- _QUESTÕES PROPOSTAS_
[1] Para cada afirmação, diga se está de acordo com o excerto sobre Estaline e a invasão alemã, respondendo sim ou não e citando as palavras do excerto que o justificam: (a) Estaline não fez caso dos relatórios enviados pelas diplomacias ocidentais. (b) Logo após o início do ataque, Estaline ordenou uma resposta imediata. (c) A letargia de Estaline terminou por iniciativa própria.
[2] Indique todas as formas verbais do pretérito perfeito simples que, no excerto sobre Estaline e a invasão alemã, têm Estaline como sujeito.
[3] Prossiga o excerto sobre Estaline e a invasão alemã a partir da última frase apresentada.

- _EXCERTO ESCOLHIDO_

┄┄┄┄┄┄

O mais óbvio e espectacular de todos foi o pacto germano-soviético e a inabalável fé de Estaline na permanente amizade de Hitler pela versão soviética do socialismo nacional. Aqui, os dados são conhecidos, mesmo que pouco divulgados, e a importância que eles aqui têm é serem da autoria do sucessor de Estaline.
Estaline ignorou os sinais evidentes no terreno da preparação da invasão pelas forças de Hitler bem como os inúmeros relatórios circunstanciados que lhes fizeram chegar as diplomacias ocidentais ou os serviços de espionagem soviéticos – alguns dando a hora precisa do início do ataque muito tempo antes de ele se desencadear.
Mesmo após o início do ataque (p.107) Estaline deu ordens para não reagir, porque se tratava certamente de generais alemães que desobedeciam às ordens do führer. Só ao fim de vários dias em que as tropas alemãs dizimaram as forças soviéticas é que Estaline entendeu que a sua crença era falsa e caiu então numa letargia – durante vários dias a União Soviética ficou sem comando – que só foi interrompida quando os seus mais directos colaboradores o conseguiram convencer a retomar o comando.

┄┄┄┄┄┄

- _DADOS FORNECIDOS_
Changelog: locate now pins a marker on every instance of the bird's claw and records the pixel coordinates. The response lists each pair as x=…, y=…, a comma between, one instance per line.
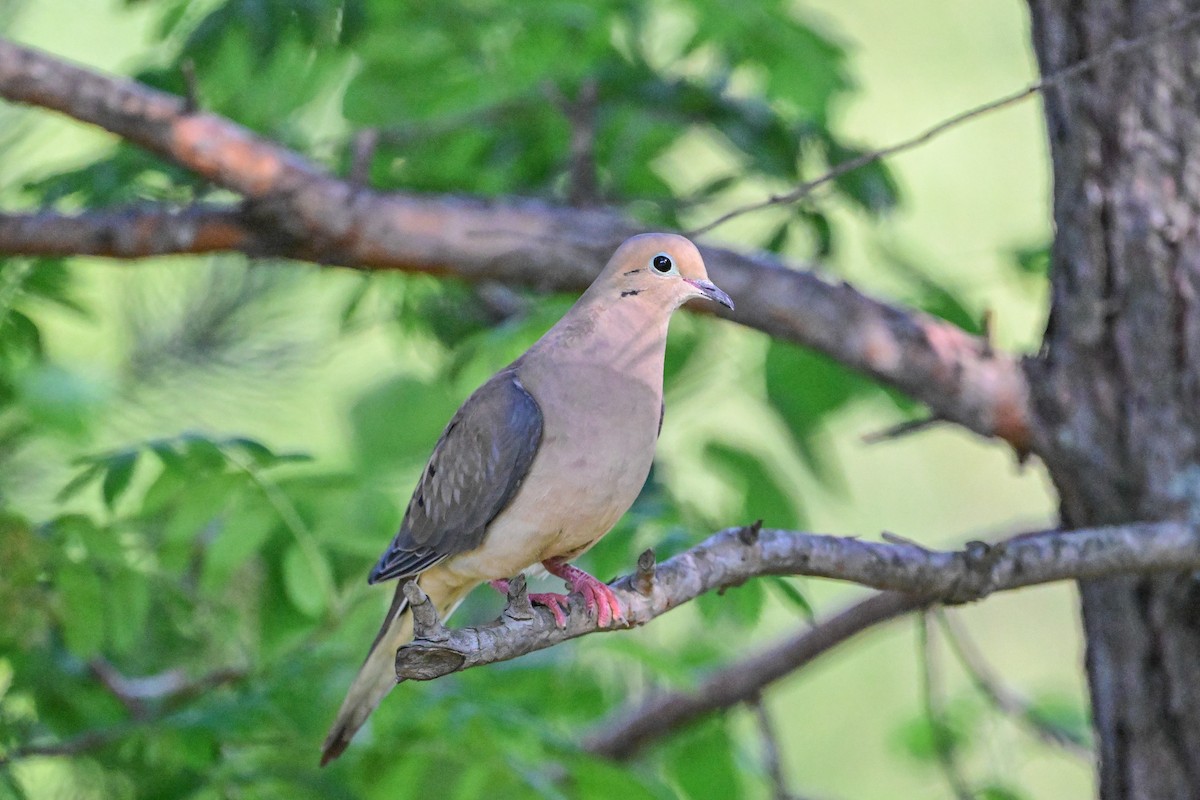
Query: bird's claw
x=556, y=602
x=600, y=600
x=598, y=597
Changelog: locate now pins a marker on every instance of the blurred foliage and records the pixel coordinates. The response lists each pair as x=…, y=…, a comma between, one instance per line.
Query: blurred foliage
x=220, y=579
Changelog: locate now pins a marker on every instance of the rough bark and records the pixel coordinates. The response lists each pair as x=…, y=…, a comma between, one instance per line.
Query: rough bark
x=735, y=555
x=1116, y=389
x=295, y=208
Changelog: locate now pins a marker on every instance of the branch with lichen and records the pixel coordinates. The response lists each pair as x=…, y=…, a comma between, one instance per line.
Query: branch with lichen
x=295, y=209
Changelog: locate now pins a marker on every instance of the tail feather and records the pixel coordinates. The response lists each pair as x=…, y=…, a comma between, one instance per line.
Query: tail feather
x=378, y=672
x=373, y=681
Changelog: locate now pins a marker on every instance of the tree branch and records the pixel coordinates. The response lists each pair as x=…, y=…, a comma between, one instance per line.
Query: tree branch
x=1120, y=48
x=295, y=209
x=732, y=557
x=624, y=735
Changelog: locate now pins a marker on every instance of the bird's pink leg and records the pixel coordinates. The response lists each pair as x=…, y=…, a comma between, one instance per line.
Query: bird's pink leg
x=598, y=597
x=555, y=602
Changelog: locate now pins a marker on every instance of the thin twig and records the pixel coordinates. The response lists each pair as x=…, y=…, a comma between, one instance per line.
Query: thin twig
x=725, y=560
x=769, y=750
x=1002, y=697
x=636, y=727
x=295, y=209
x=951, y=122
x=900, y=429
x=935, y=714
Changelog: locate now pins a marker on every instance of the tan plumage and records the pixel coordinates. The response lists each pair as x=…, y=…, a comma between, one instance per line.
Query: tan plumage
x=544, y=458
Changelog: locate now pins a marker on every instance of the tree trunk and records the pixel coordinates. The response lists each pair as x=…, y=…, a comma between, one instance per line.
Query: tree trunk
x=1116, y=388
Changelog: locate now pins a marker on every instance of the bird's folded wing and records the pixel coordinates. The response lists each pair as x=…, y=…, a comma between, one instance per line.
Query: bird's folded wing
x=475, y=469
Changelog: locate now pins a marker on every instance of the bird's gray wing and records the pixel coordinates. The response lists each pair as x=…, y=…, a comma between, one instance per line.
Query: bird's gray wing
x=475, y=469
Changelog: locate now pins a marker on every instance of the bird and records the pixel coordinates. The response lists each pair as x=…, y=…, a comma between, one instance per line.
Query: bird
x=541, y=461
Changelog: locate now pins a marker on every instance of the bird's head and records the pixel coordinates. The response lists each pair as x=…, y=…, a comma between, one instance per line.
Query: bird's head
x=665, y=269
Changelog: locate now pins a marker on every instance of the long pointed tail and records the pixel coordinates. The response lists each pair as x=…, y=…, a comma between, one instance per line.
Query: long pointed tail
x=373, y=681
x=378, y=672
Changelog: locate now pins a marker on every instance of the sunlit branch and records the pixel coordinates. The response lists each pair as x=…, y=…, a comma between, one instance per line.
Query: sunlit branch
x=738, y=554
x=293, y=208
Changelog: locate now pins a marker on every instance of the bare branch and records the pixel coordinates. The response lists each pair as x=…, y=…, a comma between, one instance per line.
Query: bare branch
x=945, y=747
x=628, y=733
x=1005, y=698
x=769, y=750
x=871, y=156
x=295, y=209
x=725, y=559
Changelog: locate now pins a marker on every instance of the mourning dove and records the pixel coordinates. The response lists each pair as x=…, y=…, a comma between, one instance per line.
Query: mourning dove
x=541, y=461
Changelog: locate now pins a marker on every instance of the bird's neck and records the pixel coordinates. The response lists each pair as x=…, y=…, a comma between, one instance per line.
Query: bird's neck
x=627, y=335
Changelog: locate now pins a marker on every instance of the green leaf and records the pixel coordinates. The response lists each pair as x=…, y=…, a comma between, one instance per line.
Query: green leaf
x=927, y=740
x=118, y=475
x=763, y=498
x=305, y=575
x=83, y=600
x=77, y=483
x=1032, y=260
x=700, y=762
x=593, y=777
x=1000, y=792
x=400, y=420
x=126, y=607
x=1065, y=715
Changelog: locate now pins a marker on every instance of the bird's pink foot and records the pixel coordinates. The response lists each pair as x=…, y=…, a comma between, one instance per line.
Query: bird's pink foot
x=556, y=602
x=598, y=597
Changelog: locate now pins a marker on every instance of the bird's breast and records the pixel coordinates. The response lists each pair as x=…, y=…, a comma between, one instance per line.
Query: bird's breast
x=599, y=429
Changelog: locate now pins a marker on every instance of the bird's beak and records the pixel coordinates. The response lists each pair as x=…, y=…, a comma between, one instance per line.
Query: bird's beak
x=708, y=289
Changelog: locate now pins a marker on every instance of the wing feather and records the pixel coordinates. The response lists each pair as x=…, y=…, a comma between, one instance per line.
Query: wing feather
x=477, y=468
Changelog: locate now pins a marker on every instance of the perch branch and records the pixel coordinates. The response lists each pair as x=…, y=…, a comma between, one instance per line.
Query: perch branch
x=864, y=160
x=729, y=559
x=293, y=208
x=665, y=711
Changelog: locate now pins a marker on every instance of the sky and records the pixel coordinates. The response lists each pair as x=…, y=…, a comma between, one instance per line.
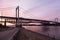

┄┄┄┄┄┄

- _RESPOSTAS DO EXERCÍCIO_
[1]
(a) Sim: "Estaline ignorou os sinais evidentes no terreno da preparação da invasão pelas forças de Hitler bem como os inúmeros relatórios circunstanciados que lhes fizeram chegar as diplomacias ocidentais"
(b) Não: "Mesmo após o início do ataque (p.107) Estaline deu ordens para não reagir"
(c) Não: "só foi interrompida quando os seus mais directos colaboradores o conseguiram convencer a retomar o comando"

[2] ignorou, deu, entendeu, caiu

[3]
E mesmo depois disso, até que foi finalmente convencido a deixar os militares decidir na matéria, ele não parou de dar ordens suicidas às tropas soviéticas.
E convém aqui recordar que pouco antes da guerra, toda a nata das forças armadas soviética foi dizimada, sendo executada de imediato ou enviada para a Sibéria, de onde poucos estavam ainda vivos quando se deu a invasão alemã, na lógica de purga permanente que o levou primeiro a dizimar a primeira geração bolchevique (todos os membros do comité central bolchevique de 1917 que não tiveram a sorte de morrer de morte natural foram executados ou deportados e depois deixados morrer). Mas depois de feita a purga destes, começou a dos que lhes sucederam, e depois ainda – quando era por demais óbvio que se aproximava a guerra – foi a vez de chacinar em massa os líderes militares (foram ridiculamente acusados de ser espiões a soldo do inimigo).
A última chacina, que ele tinha encomendado a Béria, o último dos seus fiéis, tinha por alvo os médicos mais prestigiados do país (que entre outras coisas, tinham trabalhado pela sua saúde) e foi evitada in extremis pela morte de Estaline que levou ao afastamento de Béria.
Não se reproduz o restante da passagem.